## Task to complete
Find the lines of the listing that contain the string "dark", and return them.

## Material supplied
═══

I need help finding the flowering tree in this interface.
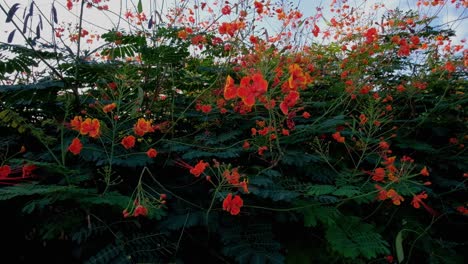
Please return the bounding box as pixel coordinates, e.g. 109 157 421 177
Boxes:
0 0 467 263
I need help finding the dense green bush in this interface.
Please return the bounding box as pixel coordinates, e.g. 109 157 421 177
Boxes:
0 1 466 263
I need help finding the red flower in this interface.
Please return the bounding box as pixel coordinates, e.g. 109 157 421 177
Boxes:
312 24 320 37
190 160 209 177
258 146 268 155
444 61 455 72
223 168 240 185
302 111 311 119
332 132 345 143
122 209 130 218
379 141 390 150
410 36 420 45
68 138 83 155
411 192 428 209
456 206 468 215
242 140 250 149
22 164 37 178
375 185 387 201
279 91 300 115
386 255 394 263
133 205 148 217
222 193 244 215
239 180 249 193
359 114 368 125
121 135 136 149
201 104 212 114
254 1 263 14
107 82 117 90
420 166 429 176
70 116 82 131
80 118 101 138
146 148 158 158
0 165 11 178
221 5 231 15
237 73 268 106
372 167 386 182
364 27 378 44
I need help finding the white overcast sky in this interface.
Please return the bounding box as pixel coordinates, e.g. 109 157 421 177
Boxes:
1 0 466 50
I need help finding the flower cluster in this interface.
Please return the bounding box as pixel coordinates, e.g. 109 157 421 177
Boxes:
70 116 101 138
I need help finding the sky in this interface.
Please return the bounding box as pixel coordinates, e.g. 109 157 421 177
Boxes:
0 0 466 53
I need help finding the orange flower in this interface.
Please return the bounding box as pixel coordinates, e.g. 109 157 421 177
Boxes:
411 192 428 209
372 167 386 182
224 75 238 100
146 148 158 158
382 156 396 166
420 166 429 176
0 165 11 178
222 193 244 215
190 160 209 177
284 64 311 91
177 29 188 39
386 189 404 205
80 118 101 138
332 132 345 143
134 118 154 137
121 135 136 149
68 138 83 155
218 21 244 37
70 116 83 131
103 103 117 113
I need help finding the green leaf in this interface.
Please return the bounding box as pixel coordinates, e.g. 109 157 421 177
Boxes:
137 0 143 13
301 204 340 227
396 230 405 263
325 216 390 259
332 186 362 197
307 185 336 196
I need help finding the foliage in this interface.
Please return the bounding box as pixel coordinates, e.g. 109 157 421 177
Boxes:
0 0 467 263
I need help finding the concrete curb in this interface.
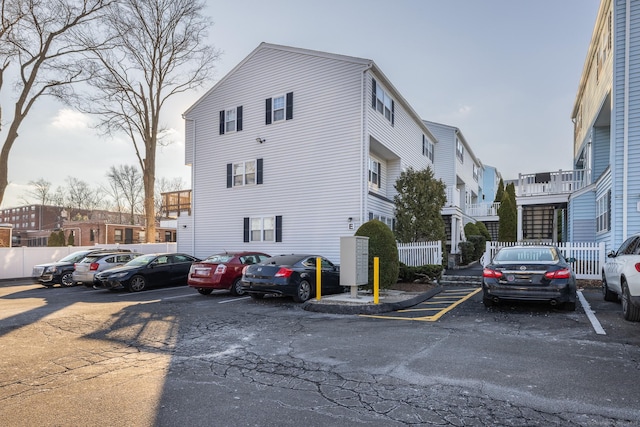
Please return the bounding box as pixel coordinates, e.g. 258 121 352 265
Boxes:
302 286 443 315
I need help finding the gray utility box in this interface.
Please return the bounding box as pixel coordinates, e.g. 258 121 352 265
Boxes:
340 236 369 296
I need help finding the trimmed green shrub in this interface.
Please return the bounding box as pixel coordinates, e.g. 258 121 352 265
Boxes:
467 235 486 260
464 222 480 238
458 241 476 265
398 263 443 283
67 232 75 246
476 221 492 241
355 220 399 289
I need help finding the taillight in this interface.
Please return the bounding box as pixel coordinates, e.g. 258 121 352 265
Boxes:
544 268 571 279
215 264 227 274
635 263 640 273
275 267 293 278
90 263 100 271
483 268 503 279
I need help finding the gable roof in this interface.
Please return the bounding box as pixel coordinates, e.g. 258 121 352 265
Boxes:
423 120 483 167
183 42 437 142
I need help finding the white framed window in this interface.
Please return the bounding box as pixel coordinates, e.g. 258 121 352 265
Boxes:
368 212 394 230
596 191 610 233
272 95 285 122
114 229 123 242
233 160 256 186
225 108 237 132
250 216 275 242
422 135 434 162
368 158 381 188
372 79 394 124
473 164 479 182
456 138 464 163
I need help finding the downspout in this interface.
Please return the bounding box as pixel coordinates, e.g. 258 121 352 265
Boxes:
184 116 196 256
623 0 630 239
361 64 373 226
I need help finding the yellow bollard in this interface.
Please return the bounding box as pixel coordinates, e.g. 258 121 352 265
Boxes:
316 257 322 301
374 257 379 304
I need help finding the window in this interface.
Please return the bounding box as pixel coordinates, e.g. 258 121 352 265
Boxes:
422 135 434 162
368 158 381 187
227 159 263 187
473 164 479 182
456 138 464 163
266 92 293 124
244 216 282 242
371 79 394 125
114 229 123 242
219 106 243 134
368 212 394 230
596 190 611 233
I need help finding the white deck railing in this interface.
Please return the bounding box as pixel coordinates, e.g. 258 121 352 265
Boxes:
517 169 588 197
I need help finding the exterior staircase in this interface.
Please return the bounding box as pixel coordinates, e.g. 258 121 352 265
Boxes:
440 261 482 287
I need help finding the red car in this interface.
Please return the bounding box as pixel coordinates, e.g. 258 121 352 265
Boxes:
188 251 270 296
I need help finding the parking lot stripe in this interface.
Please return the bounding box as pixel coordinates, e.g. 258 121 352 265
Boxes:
218 296 251 304
361 288 481 322
578 290 606 335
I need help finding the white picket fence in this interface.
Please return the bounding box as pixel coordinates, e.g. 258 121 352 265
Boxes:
482 241 606 280
397 241 442 267
0 243 177 280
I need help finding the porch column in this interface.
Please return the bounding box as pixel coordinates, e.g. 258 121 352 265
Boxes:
517 205 523 241
552 207 558 242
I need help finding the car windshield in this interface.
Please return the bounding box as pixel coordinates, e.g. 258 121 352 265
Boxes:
124 254 156 266
59 252 90 263
494 247 558 263
203 254 234 263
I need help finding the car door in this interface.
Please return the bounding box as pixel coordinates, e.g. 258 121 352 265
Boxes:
169 255 194 284
320 257 341 291
606 236 640 293
146 255 173 287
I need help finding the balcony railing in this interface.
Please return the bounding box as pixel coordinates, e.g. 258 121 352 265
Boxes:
161 190 192 218
516 169 588 197
466 202 500 217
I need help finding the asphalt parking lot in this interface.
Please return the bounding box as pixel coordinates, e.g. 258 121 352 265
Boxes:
1 280 639 426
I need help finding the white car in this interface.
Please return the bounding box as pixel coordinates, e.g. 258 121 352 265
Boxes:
602 234 640 321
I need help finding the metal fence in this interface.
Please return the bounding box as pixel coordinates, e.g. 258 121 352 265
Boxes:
482 241 606 280
397 241 442 267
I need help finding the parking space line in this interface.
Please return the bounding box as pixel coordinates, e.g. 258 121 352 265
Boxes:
361 288 481 322
218 296 251 304
578 290 606 335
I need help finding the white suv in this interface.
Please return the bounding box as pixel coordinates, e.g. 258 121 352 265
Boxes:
602 234 640 321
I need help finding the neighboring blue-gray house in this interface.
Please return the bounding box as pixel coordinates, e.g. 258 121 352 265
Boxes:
569 0 640 251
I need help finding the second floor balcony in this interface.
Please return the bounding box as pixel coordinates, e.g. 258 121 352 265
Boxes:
516 169 588 197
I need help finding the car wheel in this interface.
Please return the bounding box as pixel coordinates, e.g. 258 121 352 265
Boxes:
197 288 213 295
230 278 245 296
293 280 312 303
60 272 75 287
129 275 146 292
602 274 618 302
250 293 265 300
482 293 495 307
621 281 640 322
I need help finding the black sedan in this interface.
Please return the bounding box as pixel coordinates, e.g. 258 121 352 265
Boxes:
482 245 577 310
95 253 199 292
241 254 342 302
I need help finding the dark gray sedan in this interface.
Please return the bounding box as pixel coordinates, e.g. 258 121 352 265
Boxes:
482 245 577 310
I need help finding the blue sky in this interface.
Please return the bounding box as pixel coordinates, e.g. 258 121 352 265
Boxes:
0 0 601 208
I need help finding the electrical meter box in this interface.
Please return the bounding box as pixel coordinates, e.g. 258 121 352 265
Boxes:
340 236 369 287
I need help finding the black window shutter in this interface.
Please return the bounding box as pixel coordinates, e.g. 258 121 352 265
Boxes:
243 217 250 242
607 190 612 231
265 98 272 125
377 162 381 188
236 106 243 131
391 100 395 126
371 79 377 109
256 158 263 185
422 135 425 155
275 216 282 242
219 110 225 135
286 92 293 120
226 163 232 188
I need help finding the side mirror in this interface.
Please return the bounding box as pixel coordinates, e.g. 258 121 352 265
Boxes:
566 257 576 263
607 251 616 258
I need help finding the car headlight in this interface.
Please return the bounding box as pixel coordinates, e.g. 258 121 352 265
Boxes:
45 266 57 273
109 272 128 279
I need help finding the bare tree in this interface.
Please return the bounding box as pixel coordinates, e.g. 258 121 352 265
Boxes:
64 176 99 211
106 164 143 225
0 0 112 205
79 0 217 242
21 178 53 205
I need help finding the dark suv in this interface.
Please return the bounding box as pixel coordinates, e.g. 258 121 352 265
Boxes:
32 249 130 287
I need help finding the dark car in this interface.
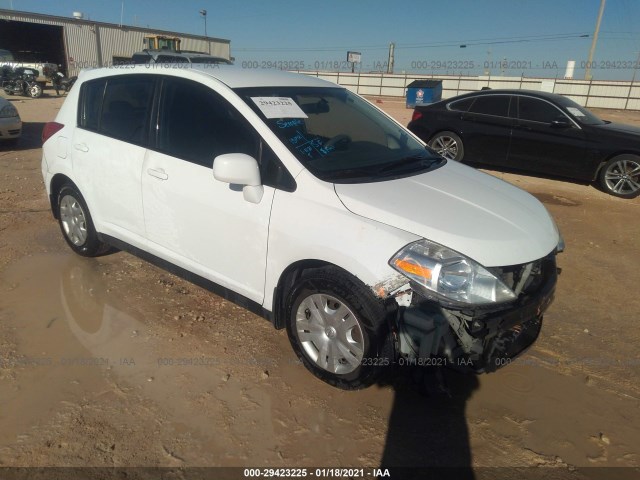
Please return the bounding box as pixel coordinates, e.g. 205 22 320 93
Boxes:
407 89 640 198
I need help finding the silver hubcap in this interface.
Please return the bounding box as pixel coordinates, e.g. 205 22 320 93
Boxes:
60 195 88 246
431 135 459 160
605 159 640 195
295 294 364 375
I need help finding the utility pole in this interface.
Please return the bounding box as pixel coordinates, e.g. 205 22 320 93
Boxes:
585 0 606 80
200 9 209 54
200 9 208 37
387 43 395 74
120 0 124 27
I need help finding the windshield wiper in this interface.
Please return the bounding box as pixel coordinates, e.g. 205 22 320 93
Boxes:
375 155 442 175
324 167 375 180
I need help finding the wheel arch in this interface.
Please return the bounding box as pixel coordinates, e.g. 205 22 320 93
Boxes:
49 173 77 219
270 259 399 330
592 150 640 181
271 259 344 329
427 128 464 143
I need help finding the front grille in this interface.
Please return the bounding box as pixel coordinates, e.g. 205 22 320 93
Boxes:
487 253 556 297
8 129 21 135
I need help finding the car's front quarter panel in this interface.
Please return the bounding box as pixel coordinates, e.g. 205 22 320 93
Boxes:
263 169 421 312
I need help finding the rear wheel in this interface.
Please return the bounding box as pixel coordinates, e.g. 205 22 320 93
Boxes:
57 184 110 256
599 154 640 198
429 131 464 161
286 267 392 389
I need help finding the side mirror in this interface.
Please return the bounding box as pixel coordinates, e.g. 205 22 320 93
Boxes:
551 118 571 128
213 153 264 204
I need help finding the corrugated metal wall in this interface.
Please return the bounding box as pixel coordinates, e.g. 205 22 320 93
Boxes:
0 9 230 76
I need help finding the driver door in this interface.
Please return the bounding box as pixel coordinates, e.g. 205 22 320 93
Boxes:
141 77 275 303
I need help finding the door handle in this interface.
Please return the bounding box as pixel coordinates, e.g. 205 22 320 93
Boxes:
147 168 168 180
73 143 89 152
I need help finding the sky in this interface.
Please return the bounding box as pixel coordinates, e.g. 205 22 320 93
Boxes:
2 0 640 80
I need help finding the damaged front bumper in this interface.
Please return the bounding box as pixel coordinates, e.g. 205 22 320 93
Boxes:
393 253 558 373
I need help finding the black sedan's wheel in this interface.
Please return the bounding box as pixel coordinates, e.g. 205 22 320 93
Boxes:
286 267 392 390
599 155 640 199
57 184 110 256
429 131 464 161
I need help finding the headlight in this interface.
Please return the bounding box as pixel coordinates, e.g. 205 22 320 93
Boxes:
389 239 516 305
0 104 19 118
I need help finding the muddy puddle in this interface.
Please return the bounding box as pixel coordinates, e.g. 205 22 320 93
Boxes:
0 253 638 471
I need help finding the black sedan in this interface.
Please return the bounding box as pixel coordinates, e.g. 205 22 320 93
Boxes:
407 89 640 198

═══

## Reply to the exercise
I need help finding the dark gray sedan in this interface.
I need help finding the dark suv in this interface.
I need help finding the dark car in this interface.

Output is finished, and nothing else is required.